The Brooks steamer was likely the last automobile to gently chuff and hiss along Toronto streets, leaving nothing in its wake but a white vapour trail and the splash of water droplets.Ian Taylor

The Brooks steamer was likely the last automobile to gently chuff and hiss along Toronto streets, leaving nothing in its wake but a white vapour trail and the splash of water droplets.

That vehicle was reportedly driven by local resident Jim Lamb in the 1960s and manufactured not far away in Stratford. But the cars would have been a common sight in the 1920s though, when a fleet of Brooks steam taxis were operated in the city.

A Brooks believed to be Lamb's resides in the Canadian Automotive Museum in Oshawa, Ont., but the one pictured is part of the collection of the Perth-Stratford Museum, located not far from where the car was built in a one-time farm machinery factory for a brief period in the mid-1920s.

How it got there is a story of misplaced enthusiasm (or perhaps an early example of Canadians' penchant for being talked into unlikely car manufacturing schemes) followed almost a century later by some of the well-placed variety exhibited by members of the Perth County Historical Foundation.

The history of steam cars in Canada stretches back to Henry Seth Taylor's pioneering steam-powered carriage created in Quebec in 1867 – actually the first motor vehicle of any kind constructed in Canada – but the initial superheated enthusiasm for steam rapidly cooled as most inventors turned their minds to the potential of electricity and internal fires generated by gasoline.

But steam had its adherents, among them J.B. Kelly of Blythe, Ont., who built a steam buggy in 1884, the National Cycle and Automobile Co. Hamilton, which built an American Locomobile-based model in 1902, William Gray, who put one together in 1905 as an automotive amuse-bouche before getting on with his Gray-Dort main course, and the owners of Davis Dry Dock Co. of Kingston, which built a couple.

But by the 1920s, gasoline was definitely the fuel of choice and the dreams of steam that had clouded so many minds were rapidly condensing into a cold puddle of reality, except perhaps in that of Buffalo-based financial fast-mover Orland J. Brooks, who had moved to Toronto in 1920.

He apparently become enamored of steam propulsion, which led to an association with Detroit Steam Motors Corp. but a plan to build this company's Trask-Detroit cars in Windsor fizzled, and soon after so too did the company. It emerged as Brooks Steam Motors Ltd. in 1923, located in a former threshing machine factory purchased for it by the town of Stratford. Over the next few years, the Brooks was slowly put into production, although more stock was eventually sold than steam cars produced, some four million dollars' worth of the former but only about 180 of the latter.

The company also ventured into steam bus building in the United States before shareholders experienced a fit of the vapours that sent it into receivership in 1929, with Brooks steaming rapidly off in the direction of Buffalo, leaving behind 8,000 stockholders feeling sorry for themselves.

The Brooks steamer itself was offered in only one model, a substantial 3,800-pound, five-passenger sedan with a unique body covered in a multi-layer fabric rather than metal panels. The fabric, called Meritas and produced in Walkerville, Ont. comprised wire netting covered in two layers of wadding and two layers of imitation leather. These lightweight wood and fabric bodies were built in Orillia by a division of that city's Tudhope car company.

* [Supplied information]

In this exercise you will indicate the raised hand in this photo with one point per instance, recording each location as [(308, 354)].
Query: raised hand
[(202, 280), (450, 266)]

* [To-do list]
1 - Reproduce, word for word, the section of the article on the Brooks steamer starting at "But steam had" and ending at "built a couple.".
2 - According to the Brooks steamer article, where and by whom were the car's wood and fabric bodies built?
3 - Carry on writing the article about the Brooks steamer, picking up after its last sentence.

* [Responses to the exercise]
1 -
But steam had its adherents, among them J.B. Kelly of Blythe, Ont., who built a steam buggy in 1884, the National Cycle and Automobile Co. Hamilton, which built an American Locomobile-based model in 1902, William Gray, who put one together in 1905 as an automotive amuse-bouche before getting on with his Gray-Dort main course, and the owners of Davis Dry Dock Co. of Kingston, which built a couple.

2 - They were built in Orillia by a division of that city's Tudhope car company.

3 -
The rolling chassis was conventional for the time, but under the hood was a vertical pot boiler reassuringly wrapped in about three miles of piano wire and fired by kerosene lit from a naphtha-fueled pilot light. It took about half an hour to reach the working pressure of 500 psi required by the torquey, smooth and quiet twin-cylinder engine that drove the wheels directly. It could hit about 80 km/h, but the boiler was actually too small and it could only sustain a cruising speed of about 60 km/h.

Dubbed "The Gentle Giant of Motion," the Brooks sold for the gigantically uncompetitive price of $3,885 or about the same as a Pierce-Arrow, explaining why, along with its lack of performance and operational complexity, there were few takers.

A sale of Stratford factory assets in 1931 apparently included the 1926 Brooks that can now be seen in the museum, one of just 18 cars sold that model year.

Involved in the acquisition was car and railway enthusiast Ian Taylor, who worked at Shell's Oakville research centre until retiring and moving to Stratford where he became a member of the Perth County Historical Foundation, which he says involves itself with preserving the city and Perth County's "historic stuff."

Taylor says the group badly wanted to add a Brooks to its collection and jumped at the chance when one of the five survivors in Canada (there are also three in England) became available in Orillia. After negotiating a "nice price" of $45,000, the Brooks was hauled back to its home town in 2008 and the group began gearing up to pay for it. Taylor says that didn't prove as difficult as it had supposed thanks to the generosity of local government, residents and companies.

Unfortunately, due to tough Ontario regulations regarding steam-powered devices, the Brooks can no longer be brought to the boil. "I've never heard of a Brooks car boiler blowing up," says Taylor. "They have had fires though." Exhaust, er chimney, explosions weren't uncommon.

Perhaps it's just as well, but since 2010 the Brooks does hold pride of place in the museum and is hauled out as often as possible to local events, such as the 11th Annual Stratford Railway Heritage Show founded by Taylor that will be held June 3.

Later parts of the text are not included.